Photo object pointing lines
######

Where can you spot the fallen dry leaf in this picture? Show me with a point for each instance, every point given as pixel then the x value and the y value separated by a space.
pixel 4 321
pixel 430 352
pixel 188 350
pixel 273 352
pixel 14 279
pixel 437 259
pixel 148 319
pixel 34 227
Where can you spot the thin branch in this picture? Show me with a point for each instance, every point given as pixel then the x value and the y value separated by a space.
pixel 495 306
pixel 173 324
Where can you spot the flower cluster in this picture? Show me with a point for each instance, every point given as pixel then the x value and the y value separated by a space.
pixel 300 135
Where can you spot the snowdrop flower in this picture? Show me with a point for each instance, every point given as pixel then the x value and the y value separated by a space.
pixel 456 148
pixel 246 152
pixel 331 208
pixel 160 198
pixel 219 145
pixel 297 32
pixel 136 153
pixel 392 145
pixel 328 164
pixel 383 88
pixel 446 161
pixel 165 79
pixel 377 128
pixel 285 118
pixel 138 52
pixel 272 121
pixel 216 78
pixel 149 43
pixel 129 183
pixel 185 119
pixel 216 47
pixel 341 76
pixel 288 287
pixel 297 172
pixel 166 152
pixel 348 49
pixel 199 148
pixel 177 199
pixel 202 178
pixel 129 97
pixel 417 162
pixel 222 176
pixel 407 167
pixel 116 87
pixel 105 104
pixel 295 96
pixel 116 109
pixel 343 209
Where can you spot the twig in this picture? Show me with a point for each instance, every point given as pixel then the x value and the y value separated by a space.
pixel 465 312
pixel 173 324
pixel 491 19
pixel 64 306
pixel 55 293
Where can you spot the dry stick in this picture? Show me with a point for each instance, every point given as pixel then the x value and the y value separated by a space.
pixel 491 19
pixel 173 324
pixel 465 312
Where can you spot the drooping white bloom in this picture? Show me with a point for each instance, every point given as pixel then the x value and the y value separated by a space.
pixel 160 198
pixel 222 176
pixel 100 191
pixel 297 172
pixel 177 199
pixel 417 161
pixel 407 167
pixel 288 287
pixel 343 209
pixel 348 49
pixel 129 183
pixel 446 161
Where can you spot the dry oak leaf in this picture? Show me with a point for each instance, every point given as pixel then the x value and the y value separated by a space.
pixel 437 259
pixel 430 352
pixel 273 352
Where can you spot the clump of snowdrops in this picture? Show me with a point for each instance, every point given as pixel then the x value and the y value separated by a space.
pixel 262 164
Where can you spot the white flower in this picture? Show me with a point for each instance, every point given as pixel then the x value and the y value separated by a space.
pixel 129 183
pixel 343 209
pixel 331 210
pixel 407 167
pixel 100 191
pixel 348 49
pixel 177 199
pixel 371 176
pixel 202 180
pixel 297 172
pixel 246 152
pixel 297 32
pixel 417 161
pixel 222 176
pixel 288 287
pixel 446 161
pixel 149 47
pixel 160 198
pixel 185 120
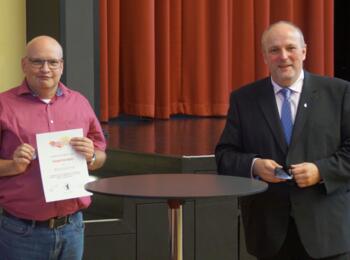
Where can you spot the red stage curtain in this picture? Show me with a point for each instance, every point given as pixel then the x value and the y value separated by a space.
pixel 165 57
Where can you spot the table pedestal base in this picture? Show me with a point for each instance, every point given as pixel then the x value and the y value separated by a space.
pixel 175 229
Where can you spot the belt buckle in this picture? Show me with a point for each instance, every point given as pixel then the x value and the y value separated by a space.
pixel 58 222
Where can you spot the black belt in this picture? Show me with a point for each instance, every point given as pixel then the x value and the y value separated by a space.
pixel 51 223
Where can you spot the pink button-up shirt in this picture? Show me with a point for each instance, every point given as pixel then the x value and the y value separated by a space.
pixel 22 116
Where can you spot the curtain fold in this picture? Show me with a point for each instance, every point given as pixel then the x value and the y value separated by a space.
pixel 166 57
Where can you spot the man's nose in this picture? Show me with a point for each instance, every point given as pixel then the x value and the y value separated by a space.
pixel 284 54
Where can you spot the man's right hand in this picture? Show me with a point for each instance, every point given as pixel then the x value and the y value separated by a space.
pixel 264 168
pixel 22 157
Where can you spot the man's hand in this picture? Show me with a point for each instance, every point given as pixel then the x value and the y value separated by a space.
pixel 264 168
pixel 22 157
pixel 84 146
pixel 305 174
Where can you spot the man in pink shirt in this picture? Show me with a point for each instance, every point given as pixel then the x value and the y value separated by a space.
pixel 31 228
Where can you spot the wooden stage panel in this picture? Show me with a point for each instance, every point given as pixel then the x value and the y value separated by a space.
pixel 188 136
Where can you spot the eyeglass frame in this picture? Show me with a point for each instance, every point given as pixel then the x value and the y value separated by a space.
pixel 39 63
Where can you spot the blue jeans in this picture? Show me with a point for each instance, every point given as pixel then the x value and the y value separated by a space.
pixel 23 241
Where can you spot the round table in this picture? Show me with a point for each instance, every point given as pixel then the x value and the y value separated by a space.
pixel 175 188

######

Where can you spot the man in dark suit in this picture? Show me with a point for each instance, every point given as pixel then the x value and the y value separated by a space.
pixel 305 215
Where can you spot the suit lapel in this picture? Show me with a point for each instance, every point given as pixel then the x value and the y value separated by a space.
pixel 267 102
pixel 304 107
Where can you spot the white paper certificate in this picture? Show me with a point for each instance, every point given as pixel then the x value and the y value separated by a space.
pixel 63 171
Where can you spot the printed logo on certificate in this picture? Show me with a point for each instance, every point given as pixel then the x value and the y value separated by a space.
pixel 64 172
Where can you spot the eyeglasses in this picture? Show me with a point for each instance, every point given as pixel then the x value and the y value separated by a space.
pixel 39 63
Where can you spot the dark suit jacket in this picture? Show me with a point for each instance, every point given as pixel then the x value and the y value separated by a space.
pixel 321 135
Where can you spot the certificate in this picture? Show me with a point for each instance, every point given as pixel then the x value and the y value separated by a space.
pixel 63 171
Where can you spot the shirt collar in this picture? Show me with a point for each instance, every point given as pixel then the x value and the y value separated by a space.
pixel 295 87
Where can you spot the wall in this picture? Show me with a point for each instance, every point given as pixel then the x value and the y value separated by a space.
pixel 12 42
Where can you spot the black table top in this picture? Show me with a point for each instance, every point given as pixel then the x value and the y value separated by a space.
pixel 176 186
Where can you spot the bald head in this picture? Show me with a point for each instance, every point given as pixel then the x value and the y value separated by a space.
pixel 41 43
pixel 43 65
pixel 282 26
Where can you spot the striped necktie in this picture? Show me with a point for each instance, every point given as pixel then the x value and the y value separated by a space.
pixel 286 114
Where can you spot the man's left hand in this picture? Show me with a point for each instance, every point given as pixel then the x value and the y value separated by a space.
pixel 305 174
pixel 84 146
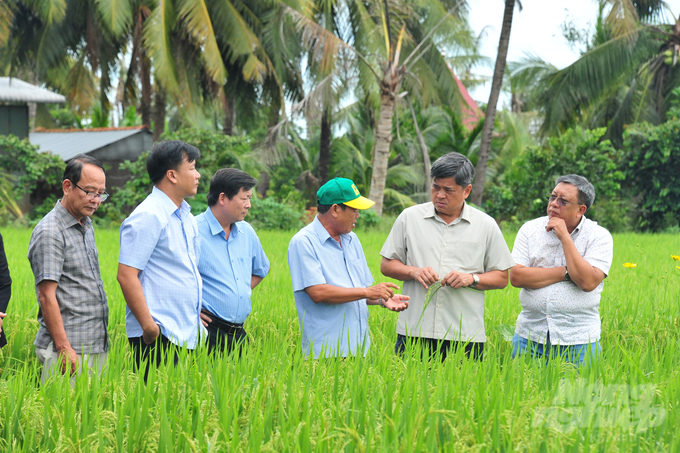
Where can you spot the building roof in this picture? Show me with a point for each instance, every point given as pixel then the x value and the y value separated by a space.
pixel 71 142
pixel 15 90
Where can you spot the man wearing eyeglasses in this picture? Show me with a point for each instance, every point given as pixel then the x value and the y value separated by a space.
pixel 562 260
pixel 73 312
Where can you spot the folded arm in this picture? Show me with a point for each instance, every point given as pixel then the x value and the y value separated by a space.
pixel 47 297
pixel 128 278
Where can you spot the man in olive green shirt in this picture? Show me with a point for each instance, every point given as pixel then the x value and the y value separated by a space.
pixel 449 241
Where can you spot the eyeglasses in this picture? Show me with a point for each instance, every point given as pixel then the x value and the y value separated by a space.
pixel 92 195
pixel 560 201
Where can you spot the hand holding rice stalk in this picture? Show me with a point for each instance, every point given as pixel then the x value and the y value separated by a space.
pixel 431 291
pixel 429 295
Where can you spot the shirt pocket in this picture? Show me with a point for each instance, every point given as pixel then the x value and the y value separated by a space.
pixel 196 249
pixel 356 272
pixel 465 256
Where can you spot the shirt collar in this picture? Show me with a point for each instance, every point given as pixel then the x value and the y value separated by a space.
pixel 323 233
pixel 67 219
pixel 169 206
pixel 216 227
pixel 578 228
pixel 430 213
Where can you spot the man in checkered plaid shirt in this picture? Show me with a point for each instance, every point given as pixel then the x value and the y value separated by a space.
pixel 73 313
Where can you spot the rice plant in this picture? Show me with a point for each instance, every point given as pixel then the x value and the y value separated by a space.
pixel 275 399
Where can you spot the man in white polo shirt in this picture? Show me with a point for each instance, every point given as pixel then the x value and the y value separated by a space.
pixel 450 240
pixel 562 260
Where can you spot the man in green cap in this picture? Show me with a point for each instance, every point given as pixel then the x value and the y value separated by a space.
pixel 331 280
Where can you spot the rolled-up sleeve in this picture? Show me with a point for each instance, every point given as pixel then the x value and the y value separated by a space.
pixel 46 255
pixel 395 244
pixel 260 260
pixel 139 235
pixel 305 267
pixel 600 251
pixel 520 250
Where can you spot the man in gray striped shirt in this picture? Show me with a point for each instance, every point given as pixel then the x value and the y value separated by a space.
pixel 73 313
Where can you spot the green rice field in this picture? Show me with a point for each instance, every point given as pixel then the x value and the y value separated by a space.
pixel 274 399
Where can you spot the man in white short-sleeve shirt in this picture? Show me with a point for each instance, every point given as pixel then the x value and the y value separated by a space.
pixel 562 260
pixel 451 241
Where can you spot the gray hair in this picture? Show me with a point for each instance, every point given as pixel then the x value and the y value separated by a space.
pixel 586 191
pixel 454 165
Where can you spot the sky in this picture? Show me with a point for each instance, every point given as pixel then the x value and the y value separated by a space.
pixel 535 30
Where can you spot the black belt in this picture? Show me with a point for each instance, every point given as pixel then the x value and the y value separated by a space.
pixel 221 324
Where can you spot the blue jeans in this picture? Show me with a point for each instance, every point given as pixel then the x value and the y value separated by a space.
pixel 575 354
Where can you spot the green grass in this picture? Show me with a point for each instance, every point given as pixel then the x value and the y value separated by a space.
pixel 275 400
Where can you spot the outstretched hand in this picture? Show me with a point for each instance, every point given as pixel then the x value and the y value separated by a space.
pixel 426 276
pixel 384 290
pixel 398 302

######

■ Short task: List every line above that contains the word "certificate", copying each one in full. Case counts.

■ Solved exercise:
Where can you spot the white paper certificate in this picture? Show me with a point for each instance, every point given as pixel then the x value and the y value separated by a space.
Where can you spot the printed logo on certificate in this picture? Show me with a point for each instance, every point given as pixel then the x value and the y value separated by a space.
Where can you spot the certificate in this picture? Show me with a point for each instance, every point given as pixel then the x value and the y value separated by a space.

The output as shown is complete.